--- start of Materials provided ---

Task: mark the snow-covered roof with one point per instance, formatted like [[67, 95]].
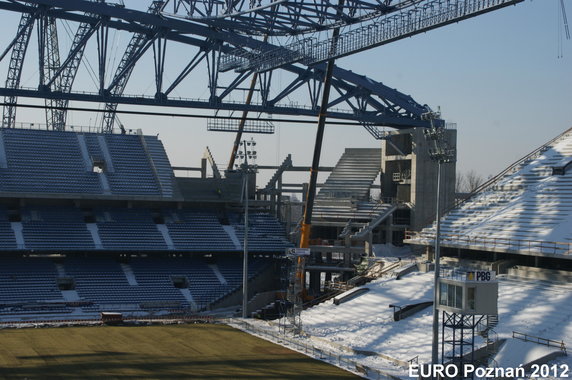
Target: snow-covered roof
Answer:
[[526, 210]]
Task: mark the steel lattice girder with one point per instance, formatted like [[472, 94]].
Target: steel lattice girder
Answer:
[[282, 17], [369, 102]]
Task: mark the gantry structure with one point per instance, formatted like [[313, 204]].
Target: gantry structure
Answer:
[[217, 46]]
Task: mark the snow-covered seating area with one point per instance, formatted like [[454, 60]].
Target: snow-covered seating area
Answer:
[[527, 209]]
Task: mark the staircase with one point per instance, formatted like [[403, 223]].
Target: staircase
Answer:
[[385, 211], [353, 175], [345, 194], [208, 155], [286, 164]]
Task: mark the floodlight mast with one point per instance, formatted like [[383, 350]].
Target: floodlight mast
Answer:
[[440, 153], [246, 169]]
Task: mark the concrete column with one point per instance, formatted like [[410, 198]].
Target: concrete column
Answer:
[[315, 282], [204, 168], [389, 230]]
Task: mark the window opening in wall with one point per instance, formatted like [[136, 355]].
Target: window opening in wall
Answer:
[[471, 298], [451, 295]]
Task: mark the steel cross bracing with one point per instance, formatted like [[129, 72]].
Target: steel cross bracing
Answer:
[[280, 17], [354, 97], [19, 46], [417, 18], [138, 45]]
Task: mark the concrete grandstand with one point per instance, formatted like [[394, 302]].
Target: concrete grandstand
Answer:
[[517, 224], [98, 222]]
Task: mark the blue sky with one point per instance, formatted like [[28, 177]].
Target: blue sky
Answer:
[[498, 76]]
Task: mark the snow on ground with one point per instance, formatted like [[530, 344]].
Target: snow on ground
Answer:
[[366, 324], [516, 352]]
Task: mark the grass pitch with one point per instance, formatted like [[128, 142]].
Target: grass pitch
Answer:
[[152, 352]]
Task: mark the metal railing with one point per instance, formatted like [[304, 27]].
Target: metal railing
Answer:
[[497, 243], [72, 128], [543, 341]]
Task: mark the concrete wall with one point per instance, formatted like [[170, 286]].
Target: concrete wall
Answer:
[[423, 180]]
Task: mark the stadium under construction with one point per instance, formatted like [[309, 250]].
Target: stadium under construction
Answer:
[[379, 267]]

--- end of Materials provided ---
--- start of Materials provided ---

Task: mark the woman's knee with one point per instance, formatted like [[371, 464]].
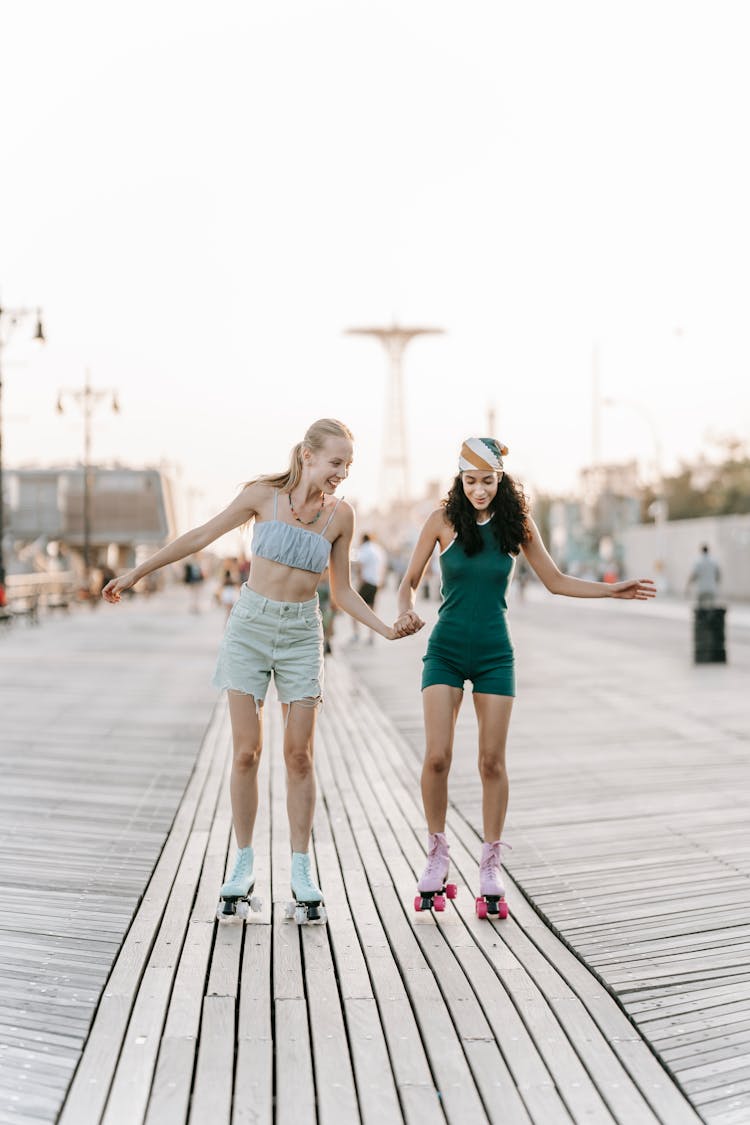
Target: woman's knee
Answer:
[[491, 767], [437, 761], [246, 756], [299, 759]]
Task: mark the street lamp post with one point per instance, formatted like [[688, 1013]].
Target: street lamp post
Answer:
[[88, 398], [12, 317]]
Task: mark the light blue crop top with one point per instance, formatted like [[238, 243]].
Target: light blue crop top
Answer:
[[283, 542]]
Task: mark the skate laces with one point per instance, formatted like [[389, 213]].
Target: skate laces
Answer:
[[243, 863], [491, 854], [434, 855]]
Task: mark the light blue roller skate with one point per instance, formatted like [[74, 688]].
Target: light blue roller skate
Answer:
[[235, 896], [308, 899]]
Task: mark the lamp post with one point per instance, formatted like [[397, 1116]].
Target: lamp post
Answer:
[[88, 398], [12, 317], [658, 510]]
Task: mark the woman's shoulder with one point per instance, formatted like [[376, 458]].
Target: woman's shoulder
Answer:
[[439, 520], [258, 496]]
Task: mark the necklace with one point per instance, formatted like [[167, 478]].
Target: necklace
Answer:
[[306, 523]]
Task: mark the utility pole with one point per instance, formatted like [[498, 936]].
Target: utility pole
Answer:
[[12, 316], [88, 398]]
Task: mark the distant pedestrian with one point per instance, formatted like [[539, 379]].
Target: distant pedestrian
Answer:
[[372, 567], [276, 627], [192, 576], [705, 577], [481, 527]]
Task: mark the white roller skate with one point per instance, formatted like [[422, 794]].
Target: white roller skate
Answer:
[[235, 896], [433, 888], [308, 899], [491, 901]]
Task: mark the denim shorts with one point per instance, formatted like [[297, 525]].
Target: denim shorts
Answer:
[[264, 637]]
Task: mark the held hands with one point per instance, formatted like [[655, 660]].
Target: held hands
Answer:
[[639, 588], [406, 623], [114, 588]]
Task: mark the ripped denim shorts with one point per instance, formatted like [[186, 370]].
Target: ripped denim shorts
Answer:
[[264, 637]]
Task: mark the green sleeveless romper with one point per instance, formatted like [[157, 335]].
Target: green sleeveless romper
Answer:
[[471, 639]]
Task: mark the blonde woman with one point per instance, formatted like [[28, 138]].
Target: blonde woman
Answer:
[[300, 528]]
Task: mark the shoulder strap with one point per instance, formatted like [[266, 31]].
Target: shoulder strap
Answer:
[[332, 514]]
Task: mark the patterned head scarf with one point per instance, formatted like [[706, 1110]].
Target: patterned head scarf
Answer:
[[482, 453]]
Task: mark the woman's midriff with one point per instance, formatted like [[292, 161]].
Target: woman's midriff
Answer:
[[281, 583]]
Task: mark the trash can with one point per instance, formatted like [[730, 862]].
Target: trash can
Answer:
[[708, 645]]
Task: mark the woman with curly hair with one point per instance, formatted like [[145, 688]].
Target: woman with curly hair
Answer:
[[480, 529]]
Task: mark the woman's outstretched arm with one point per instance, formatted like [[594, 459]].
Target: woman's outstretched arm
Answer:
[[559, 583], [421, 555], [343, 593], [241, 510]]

--- end of Materials provided ---

● Written exercise
Arrange everything from the line containing "Task: mark the snow-covered roof" down to the line containing "[[315, 282], [204, 168], [389, 230]]", both included, as a Markdown table with the columns Row and Line. Skip blank lines, and leave the pictures out of the table.

● Solution to the exercise
| Row | Line |
|---|---|
| 1 | Task: mark the snow-covered roof with one point per instance, formatted like [[67, 95]]. |
| 2 | Target: snow-covered roof |
| 3 | Answer: |
| 4 | [[526, 210]] |
| 5 | Task: mark the steel lattice girder with one point per instance, formatted like [[472, 94]]. |
| 6 | Target: steel lattice girder |
| 7 | Answer: |
| 8 | [[282, 17], [369, 102]] |
| 9 | Task: mark the gantry structure with one point per instance, formatted like [[313, 204]]. |
| 10 | Target: gantry structure |
| 11 | Answer: |
| 12 | [[217, 46]] |
| 13 | Task: mark the snow-covered seating area with one point per instance, formatted like [[454, 60]]. |
| 14 | Target: snow-covered seating area |
| 15 | Answer: |
| 16 | [[527, 209]] |
| 17 | Task: mark the staircase with one point per instance, formatted like [[403, 223]]. |
| 18 | Target: staircase |
| 19 | Answer: |
| 20 | [[385, 211], [353, 175], [345, 194], [208, 155], [286, 164]] |
| 21 | Task: mark the floodlight mast with one point per instance, formatted like [[383, 350]]. |
| 22 | Target: floodlight mast |
| 23 | Answer: |
| 24 | [[440, 153], [246, 169]] |
| 25 | Task: mark the concrete column with one point per instance, formatted like [[410, 198]]. |
| 26 | Target: concrete column |
| 27 | Answer: |
| 28 | [[315, 282], [204, 168], [389, 230]] |